((

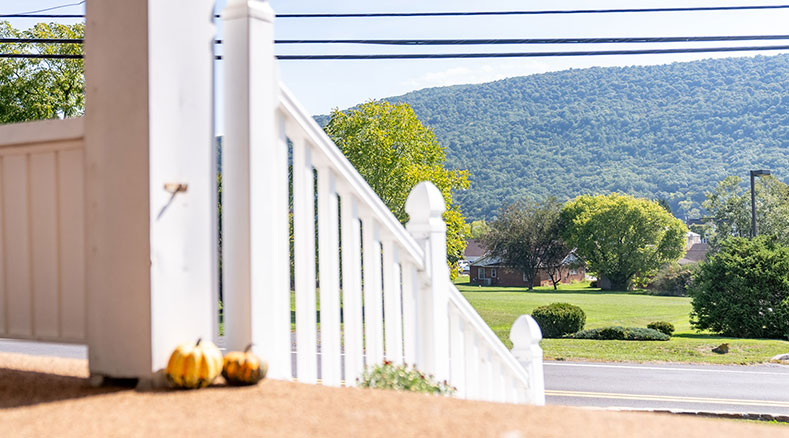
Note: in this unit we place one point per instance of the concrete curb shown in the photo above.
(712, 414)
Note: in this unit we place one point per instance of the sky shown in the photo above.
(324, 85)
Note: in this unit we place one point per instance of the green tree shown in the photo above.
(743, 289)
(526, 236)
(34, 89)
(394, 151)
(621, 236)
(477, 229)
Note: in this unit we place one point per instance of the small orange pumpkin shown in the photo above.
(194, 365)
(243, 367)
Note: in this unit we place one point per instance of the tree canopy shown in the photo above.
(394, 152)
(621, 236)
(34, 89)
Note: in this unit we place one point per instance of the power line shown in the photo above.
(530, 54)
(38, 56)
(42, 40)
(470, 55)
(495, 41)
(487, 41)
(469, 13)
(546, 12)
(28, 13)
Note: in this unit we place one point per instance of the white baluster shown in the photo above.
(473, 362)
(328, 259)
(373, 311)
(525, 335)
(393, 314)
(457, 336)
(411, 333)
(256, 264)
(304, 261)
(352, 288)
(425, 206)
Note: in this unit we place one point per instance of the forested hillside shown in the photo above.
(670, 131)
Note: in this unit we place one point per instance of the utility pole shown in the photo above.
(754, 174)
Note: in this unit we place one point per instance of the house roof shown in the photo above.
(474, 248)
(695, 254)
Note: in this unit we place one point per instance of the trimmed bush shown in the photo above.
(621, 334)
(672, 280)
(743, 289)
(559, 319)
(662, 326)
(402, 378)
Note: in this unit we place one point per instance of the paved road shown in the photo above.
(760, 389)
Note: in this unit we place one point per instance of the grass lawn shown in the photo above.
(500, 306)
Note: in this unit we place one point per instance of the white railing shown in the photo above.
(42, 263)
(383, 290)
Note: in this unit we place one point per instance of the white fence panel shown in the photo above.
(42, 268)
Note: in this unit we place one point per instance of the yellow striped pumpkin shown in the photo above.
(243, 367)
(194, 365)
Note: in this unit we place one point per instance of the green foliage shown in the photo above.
(526, 236)
(743, 289)
(402, 378)
(34, 89)
(617, 333)
(662, 326)
(478, 229)
(672, 280)
(558, 319)
(621, 236)
(394, 151)
(665, 131)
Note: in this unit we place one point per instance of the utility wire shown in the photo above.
(42, 40)
(488, 41)
(470, 13)
(471, 55)
(495, 41)
(531, 54)
(546, 12)
(30, 13)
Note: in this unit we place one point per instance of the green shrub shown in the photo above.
(622, 334)
(558, 319)
(402, 378)
(743, 289)
(672, 280)
(662, 326)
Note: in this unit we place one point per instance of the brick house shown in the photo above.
(489, 271)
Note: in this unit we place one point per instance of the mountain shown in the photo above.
(669, 131)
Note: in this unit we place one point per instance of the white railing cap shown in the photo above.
(425, 202)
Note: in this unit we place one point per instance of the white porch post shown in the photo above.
(425, 206)
(150, 272)
(255, 190)
(526, 335)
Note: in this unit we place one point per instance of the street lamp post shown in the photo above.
(754, 174)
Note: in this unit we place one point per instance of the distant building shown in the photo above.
(474, 251)
(489, 271)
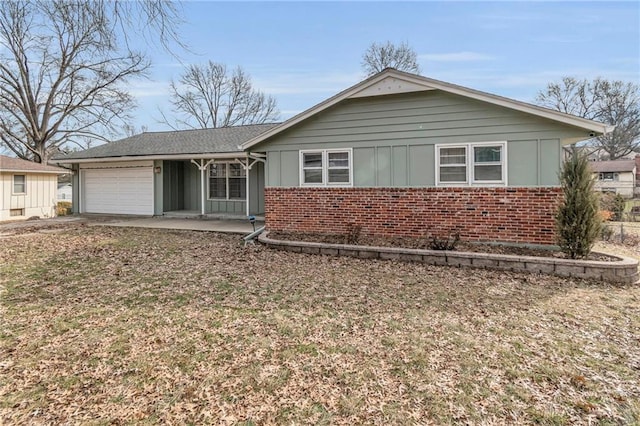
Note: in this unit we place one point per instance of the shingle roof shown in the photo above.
(177, 142)
(613, 166)
(10, 164)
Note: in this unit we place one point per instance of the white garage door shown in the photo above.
(118, 190)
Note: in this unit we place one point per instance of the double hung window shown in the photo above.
(227, 181)
(473, 163)
(19, 184)
(326, 167)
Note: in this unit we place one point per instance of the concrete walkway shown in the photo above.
(234, 226)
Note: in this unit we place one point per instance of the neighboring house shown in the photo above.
(395, 155)
(65, 192)
(27, 189)
(616, 177)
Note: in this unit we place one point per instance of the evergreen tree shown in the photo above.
(578, 223)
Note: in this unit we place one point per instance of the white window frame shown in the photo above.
(470, 164)
(615, 177)
(227, 177)
(24, 184)
(325, 167)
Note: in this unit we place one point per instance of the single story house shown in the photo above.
(27, 189)
(65, 192)
(617, 177)
(397, 154)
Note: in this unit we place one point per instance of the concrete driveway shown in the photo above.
(235, 226)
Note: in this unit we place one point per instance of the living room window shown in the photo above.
(608, 176)
(471, 164)
(19, 184)
(329, 167)
(227, 181)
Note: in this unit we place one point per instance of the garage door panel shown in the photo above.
(118, 191)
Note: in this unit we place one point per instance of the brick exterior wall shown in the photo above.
(512, 215)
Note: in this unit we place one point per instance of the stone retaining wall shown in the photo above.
(624, 270)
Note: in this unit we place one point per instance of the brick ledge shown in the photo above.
(622, 271)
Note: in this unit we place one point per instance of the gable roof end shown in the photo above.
(391, 81)
(17, 165)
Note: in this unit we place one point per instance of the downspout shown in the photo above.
(248, 172)
(202, 189)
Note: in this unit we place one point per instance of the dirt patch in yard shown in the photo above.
(106, 325)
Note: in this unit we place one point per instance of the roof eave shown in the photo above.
(223, 155)
(48, 172)
(430, 84)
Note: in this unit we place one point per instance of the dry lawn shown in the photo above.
(105, 325)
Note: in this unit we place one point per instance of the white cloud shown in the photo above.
(455, 57)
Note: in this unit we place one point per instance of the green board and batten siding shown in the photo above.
(393, 139)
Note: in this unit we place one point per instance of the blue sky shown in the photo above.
(304, 52)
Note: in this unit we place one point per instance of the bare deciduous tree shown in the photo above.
(380, 56)
(63, 71)
(610, 102)
(208, 96)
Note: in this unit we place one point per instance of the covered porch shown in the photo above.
(217, 187)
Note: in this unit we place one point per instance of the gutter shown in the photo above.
(227, 155)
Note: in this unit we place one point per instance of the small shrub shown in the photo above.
(441, 243)
(63, 208)
(605, 215)
(606, 234)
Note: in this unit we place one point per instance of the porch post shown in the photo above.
(202, 188)
(247, 165)
(247, 170)
(202, 166)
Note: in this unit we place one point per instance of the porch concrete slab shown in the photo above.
(233, 226)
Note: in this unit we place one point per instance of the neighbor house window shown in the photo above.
(326, 167)
(227, 181)
(608, 176)
(19, 184)
(473, 163)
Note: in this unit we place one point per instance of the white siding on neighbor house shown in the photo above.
(624, 186)
(117, 188)
(39, 198)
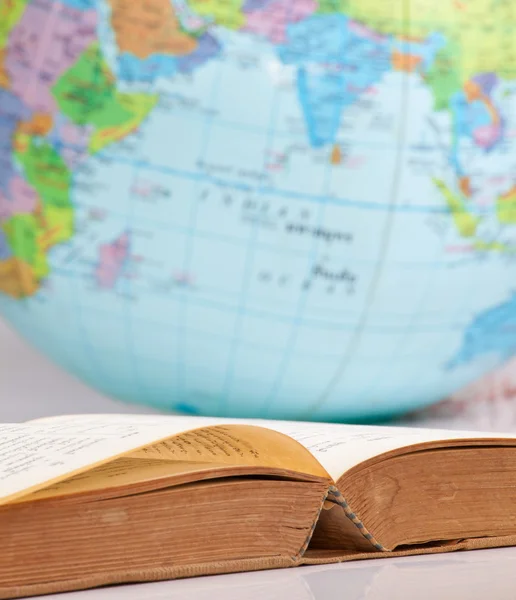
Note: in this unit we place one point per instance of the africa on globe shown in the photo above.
(300, 209)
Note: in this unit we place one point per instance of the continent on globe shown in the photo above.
(35, 60)
(271, 18)
(333, 180)
(12, 111)
(16, 278)
(88, 96)
(152, 42)
(19, 198)
(339, 60)
(227, 14)
(10, 13)
(506, 207)
(113, 258)
(491, 332)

))

__Exercise instructions__
Reproduce each line of the records above, exactly and without pictures.

__Exercise output__
Note: in this unit we place one point per instance of the concrete curb shown in the photo above.
(712, 414)
Note: in this unit we place one point per instance of the sky shown in the photo above.
(324, 85)
Note: in this unit we place one point per instance of the green tree shown in the photo above.
(743, 289)
(526, 236)
(34, 89)
(394, 151)
(621, 236)
(477, 229)
Note: in this unit we place one point per instance of the small orange pumpkin shown in the photo above.
(194, 365)
(243, 367)
Note: in this unit we place one point per instance of the tree canopy shown in the photo above.
(394, 152)
(621, 236)
(34, 89)
Note: in this unit we place one point per instance of the power line shown in the photo above.
(530, 54)
(38, 56)
(42, 40)
(470, 55)
(495, 41)
(487, 41)
(469, 13)
(546, 12)
(28, 13)
Note: in this unit we place one point per instance of the white baluster shown in the photo above.
(473, 362)
(328, 259)
(373, 311)
(525, 335)
(393, 314)
(457, 336)
(411, 333)
(256, 264)
(304, 261)
(352, 288)
(425, 206)
Note: in this unit we place one point per instance of the forested hillside shown in the photo above.
(670, 131)
Note: in this unit we place one point per instance of the utility pole shown in the photo above.
(754, 174)
Note: in this unit we place one point per instance of the house roof shown in the photo above.
(474, 248)
(695, 254)
Note: in this unit we place one point per instance of the trimmed bush shown in the photo above.
(621, 334)
(672, 280)
(743, 289)
(559, 319)
(662, 326)
(402, 378)
Note: in this unit we place one point per instance of the paved road shown in the photo above.
(760, 389)
Note: in this unit we place one point per instance of the grass lawn shown in the photo above.
(500, 306)
Note: in this unit we place one point per instance of the white railing shown in the photo above.
(42, 263)
(383, 290)
Note: in this unit we place one point per instance of the white fence panel shown in the photo above.
(42, 268)
Note: in this unit we place one point per instance of the yellow striped pumpkin shown in the photo above.
(243, 367)
(194, 365)
Note: in this unit we place one point per instance of the green foliage shown in the photo above.
(526, 236)
(743, 289)
(402, 378)
(34, 89)
(617, 333)
(662, 326)
(478, 229)
(672, 280)
(558, 319)
(621, 236)
(394, 151)
(665, 131)
Note: in this unit we place one point per instance of the utility wire shown in the photo above.
(42, 40)
(488, 41)
(470, 13)
(471, 55)
(495, 41)
(531, 54)
(546, 12)
(30, 13)
Note: in this unit we place one point per instance of the green shrub shown in the photo above.
(622, 334)
(558, 319)
(402, 378)
(743, 289)
(672, 280)
(662, 326)
Note: in this unit we place one point per instance of the brick house shown in the photo above.
(489, 271)
Note: in this unit we place one point per instance of the mountain shown in the photo above.
(669, 131)
Note: in this unit we place one point per instance of the white railing cap shown in the photo above.
(425, 202)
Note: in this unit we place one point per instance of the white porch post shown in the photo above.
(425, 206)
(150, 272)
(255, 190)
(526, 335)
Note: in this unit we place one point per instance of the street lamp post shown in the photo above.
(754, 174)
Note: in this unit we place one point per instance of the distant building shown in the photo above.
(474, 251)
(489, 271)
Note: in this unit we place one point per instance of the shingle roof shown in the photo above.
(177, 142)
(613, 166)
(10, 164)
Note: in this unit we place one point per instance of the white garage door shown in the photo above.
(118, 190)
Note: in this unit we place one point per instance of the double hung window shown in the photo above.
(227, 181)
(473, 163)
(19, 184)
(326, 167)
Note: in this unit we place one point per instance of the concrete walkway shown in the photo above.
(234, 226)
Note: in this unit we place one point per instance of the neighboring house shown in the photo above.
(395, 155)
(65, 192)
(27, 189)
(616, 177)
Note: in this unit we place one point per instance of the evergreen tree shown in the photo above.
(578, 223)
Note: in this unit we place one point per instance of the white window frame shown in the photo above.
(470, 164)
(615, 177)
(227, 177)
(24, 184)
(325, 167)
Note: in this unit we place one point per instance of the single story house shown in the photo above.
(27, 189)
(65, 192)
(617, 177)
(397, 154)
Note: in this unit we place one point per instance of the concrete driveway shown in the photo above.
(235, 226)
Note: in this unit we place one point per instance of the living room window shown in the photo above.
(608, 176)
(471, 164)
(19, 184)
(329, 167)
(227, 181)
Note: in this unit we place one point per instance of the garage door panel shown in the photo above.
(118, 191)
Note: in this unit we place one point per instance of the brick exterior wall shown in the photo above.
(512, 215)
Note: in this unit we place one point per instance of the stone retaining wall shown in the photo above.
(624, 270)
Note: in this unit we place one point per instance of the brick ledge shown in the photo above.
(622, 271)
Note: in this unit we place one point per instance of the gable roof end shown in the photo above.
(391, 81)
(17, 165)
Note: in this unit we place one point per instance of the downspout shown in the photo above.
(248, 172)
(202, 189)
Note: in this unit we place one point per instance of the dirt patch in yard shown in the photo above.
(106, 325)
Note: in this unit we place one point per instance of the roof eave shown in the photo above.
(223, 155)
(48, 172)
(430, 84)
Note: in this unit we place one point per instance of the dry lawn shown in the photo above.
(105, 325)
Note: in this unit we place one point per instance of the white cloud shown in the photo above.
(455, 57)
Note: in this unit we place one point per instance of the green board and batten siding shown in the photo above.
(393, 139)
Note: in this unit we place one point per instance of the blue sky shown in the photo above.
(304, 52)
Note: in this unit we place one point per instance of the bare deciduous tree shown in the photo above.
(380, 56)
(63, 71)
(610, 102)
(208, 96)
Note: in this unit we place one point per instance of the covered porch shown in the photo above.
(217, 187)
Note: in this unit we place one point per instance of the gutter shown in the photo above.
(227, 155)
Note: in this unit we place one point per instance of the small shrub shown in the photo above.
(441, 243)
(63, 208)
(605, 215)
(606, 234)
Note: in this unit we place one point per instance of the porch post shown in the photo above.
(202, 188)
(247, 165)
(247, 170)
(202, 166)
Note: in this unit we place one point per instance of the porch concrete slab shown in the photo above.
(233, 226)
Note: in this unit we place one point per instance of the neighbor house window shown in the photo above.
(326, 167)
(227, 181)
(608, 176)
(19, 184)
(473, 163)
Note: in this unit we place one point per instance of the white siding on neighbor house shown in the photo above.
(624, 186)
(117, 188)
(39, 198)
Note: in this unit we place one point per instance of the africa on globe shown in the photo above.
(300, 209)
Note: in this unit we place one point per instance of the continent on globe shown in the photo above.
(35, 60)
(271, 18)
(333, 180)
(12, 111)
(16, 278)
(88, 96)
(152, 42)
(19, 198)
(339, 60)
(227, 14)
(10, 13)
(506, 207)
(113, 258)
(491, 332)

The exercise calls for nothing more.